| What you need to do |
All of the data that follows should be written out exactly.
== Excerpted data
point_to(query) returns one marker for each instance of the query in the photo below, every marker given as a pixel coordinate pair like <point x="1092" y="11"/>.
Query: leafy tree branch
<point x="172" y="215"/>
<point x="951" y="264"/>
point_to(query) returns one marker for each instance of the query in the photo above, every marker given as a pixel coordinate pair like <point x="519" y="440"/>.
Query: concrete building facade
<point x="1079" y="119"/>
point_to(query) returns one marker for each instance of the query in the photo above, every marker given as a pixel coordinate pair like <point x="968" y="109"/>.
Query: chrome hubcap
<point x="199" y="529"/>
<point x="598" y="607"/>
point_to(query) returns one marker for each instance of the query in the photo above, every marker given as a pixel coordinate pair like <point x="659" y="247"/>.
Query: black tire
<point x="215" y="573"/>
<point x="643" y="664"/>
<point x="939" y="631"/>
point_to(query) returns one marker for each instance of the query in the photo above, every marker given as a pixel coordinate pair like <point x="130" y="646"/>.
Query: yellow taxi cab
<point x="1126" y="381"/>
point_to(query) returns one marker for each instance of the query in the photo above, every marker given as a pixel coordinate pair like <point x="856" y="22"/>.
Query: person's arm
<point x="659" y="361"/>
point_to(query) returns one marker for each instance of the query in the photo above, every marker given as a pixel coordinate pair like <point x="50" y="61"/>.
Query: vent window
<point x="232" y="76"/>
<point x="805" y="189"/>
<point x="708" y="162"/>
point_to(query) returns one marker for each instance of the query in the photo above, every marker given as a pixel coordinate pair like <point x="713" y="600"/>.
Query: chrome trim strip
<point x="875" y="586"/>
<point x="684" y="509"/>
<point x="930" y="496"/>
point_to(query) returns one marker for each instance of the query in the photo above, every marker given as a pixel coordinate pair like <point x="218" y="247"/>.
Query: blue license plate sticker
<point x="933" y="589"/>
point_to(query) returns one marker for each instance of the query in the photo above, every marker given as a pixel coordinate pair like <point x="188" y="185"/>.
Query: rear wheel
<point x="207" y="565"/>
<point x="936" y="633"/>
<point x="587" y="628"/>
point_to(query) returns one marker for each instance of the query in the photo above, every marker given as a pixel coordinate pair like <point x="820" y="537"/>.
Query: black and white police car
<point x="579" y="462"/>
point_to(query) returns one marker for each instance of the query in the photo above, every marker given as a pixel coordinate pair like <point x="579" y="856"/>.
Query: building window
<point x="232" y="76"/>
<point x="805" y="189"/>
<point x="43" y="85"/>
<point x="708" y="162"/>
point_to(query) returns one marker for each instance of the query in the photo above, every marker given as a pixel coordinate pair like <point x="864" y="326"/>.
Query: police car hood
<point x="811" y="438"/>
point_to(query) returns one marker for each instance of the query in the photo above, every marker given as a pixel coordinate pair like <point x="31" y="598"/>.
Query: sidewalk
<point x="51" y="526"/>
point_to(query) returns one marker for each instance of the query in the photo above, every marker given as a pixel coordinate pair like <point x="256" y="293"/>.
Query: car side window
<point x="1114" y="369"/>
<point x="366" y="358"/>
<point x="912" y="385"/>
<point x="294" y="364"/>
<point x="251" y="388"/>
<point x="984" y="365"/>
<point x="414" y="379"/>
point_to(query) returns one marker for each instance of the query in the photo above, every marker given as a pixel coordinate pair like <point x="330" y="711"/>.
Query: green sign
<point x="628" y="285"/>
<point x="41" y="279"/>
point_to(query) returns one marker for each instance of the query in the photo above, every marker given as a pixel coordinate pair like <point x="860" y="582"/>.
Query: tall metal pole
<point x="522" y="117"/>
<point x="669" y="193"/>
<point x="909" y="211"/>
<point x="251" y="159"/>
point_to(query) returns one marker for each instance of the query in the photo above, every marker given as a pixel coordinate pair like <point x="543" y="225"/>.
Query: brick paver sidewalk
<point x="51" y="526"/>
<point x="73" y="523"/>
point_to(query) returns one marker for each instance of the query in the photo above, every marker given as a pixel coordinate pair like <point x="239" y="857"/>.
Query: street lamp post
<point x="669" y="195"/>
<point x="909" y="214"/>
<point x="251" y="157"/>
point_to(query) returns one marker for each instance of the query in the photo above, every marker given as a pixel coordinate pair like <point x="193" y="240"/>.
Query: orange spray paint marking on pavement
====
| Answer to the problem |
point_to(query) returns one marker for each instance of the query in the photo below, every marker given as a pixel coordinate pair like <point x="1092" y="11"/>.
Query: leafy tree branch
<point x="172" y="215"/>
<point x="951" y="264"/>
point_to(query) returns one marker for each instance of the query in the photo above, every marker given as a pixel coordinate pair like <point x="519" y="440"/>.
Query: concrete building facade
<point x="1079" y="119"/>
point_to(query) returns one marker for each instance of the query in the photo above, every marker given as a pixel coordinate pair like <point x="968" y="109"/>.
Query: chrome hubcap
<point x="199" y="529"/>
<point x="598" y="607"/>
point_to(query) returns one marker for each instance of the query in the photo above, every marker given as a pixel coordinate pair like <point x="659" y="247"/>.
Query: black tire
<point x="215" y="573"/>
<point x="643" y="664"/>
<point x="939" y="631"/>
point_to(query) returns one marker for each instance of the query in the photo above, every marker given as a pixel coordinate pair like <point x="130" y="646"/>.
Query: yellow taxi cab
<point x="1126" y="381"/>
point_to(query) returns one marker for each instance of the query in the photo above, every marker given as a pixel coordinate pair like <point x="856" y="22"/>.
Query: person's arm
<point x="659" y="361"/>
point_to(query) returns one marker for each instance of the query in the photo above, every marker given as a pixel coordinate pair like <point x="50" y="61"/>.
Query: vent window
<point x="232" y="76"/>
<point x="805" y="189"/>
<point x="708" y="162"/>
point_to(query) returns one marker for each instance of the query in the photo above, every marker given as a pixel coordinate pair like <point x="713" y="600"/>.
Query: chrome trim strip
<point x="875" y="586"/>
<point x="684" y="509"/>
<point x="930" y="496"/>
point_to(query) returns one marker for each instance of the query in the photo above, every marker given as a pixel coordinate pair like <point x="218" y="247"/>.
Query: blue license plate sticker
<point x="933" y="589"/>
point_to(query) returns one marker for each instance of the query in the photo above, every marker given as a pixel coordinate pair like <point x="188" y="185"/>.
Query: rear wheel
<point x="207" y="565"/>
<point x="936" y="633"/>
<point x="587" y="628"/>
point_to(query) returns one marker for each instance of the query in the photo above, every marker given as a pixel coordinate pair like <point x="820" y="537"/>.
Query: black and white police car
<point x="579" y="462"/>
point_to(query) returns one marker for each instance of the query in the photo above, every marker given as a pixel coordinate pair like <point x="579" y="856"/>.
Query: building window
<point x="232" y="76"/>
<point x="805" y="189"/>
<point x="43" y="85"/>
<point x="708" y="162"/>
point_to(query) returns one marker for each instance of the query in the photo above, every marker given as a pixel coordinate pair like <point x="864" y="326"/>.
Query: police car hood
<point x="811" y="438"/>
point_to(query) returns one marker for each instance of the query in the photo above, every marker given as a pixel coordinate pair like <point x="31" y="598"/>.
Query: sidewalk
<point x="51" y="526"/>
point_to(query) returns one marker for each instance of the query in the photo above, every marker given as a pixel coordinate pair like <point x="256" y="293"/>.
Query: car side window
<point x="1114" y="369"/>
<point x="366" y="358"/>
<point x="912" y="385"/>
<point x="294" y="364"/>
<point x="251" y="388"/>
<point x="984" y="365"/>
<point x="414" y="379"/>
point_to(query) returns one marker for each instance of the query in the photo above, every marker given as a pixel coordinate pair like <point x="330" y="711"/>.
Query: green sign
<point x="628" y="285"/>
<point x="41" y="279"/>
point_to(query) returns one marker for each instance of the query in the photo above, every marker given as a pixel coordinate pair like <point x="860" y="582"/>.
Query: tall metal pole
<point x="522" y="117"/>
<point x="669" y="193"/>
<point x="909" y="211"/>
<point x="251" y="159"/>
point_to(query) returns one marker for each instance of the query in the photo above, every marker given as a pixel coordinate pair like <point x="543" y="225"/>.
Query: brick paver sidewalk
<point x="51" y="526"/>
<point x="73" y="523"/>
point_to(query) returns one marker for each instance of the query in the photo above, every marker given as a pixel coordinate pair like <point x="239" y="857"/>.
Query: street lamp post
<point x="669" y="195"/>
<point x="909" y="214"/>
<point x="251" y="157"/>
point_to(query) returns one marker for each instance of the query in the photo above, every marker given as a pixel coordinate pair like <point x="193" y="240"/>.
Query: orange spray paint marking on pavement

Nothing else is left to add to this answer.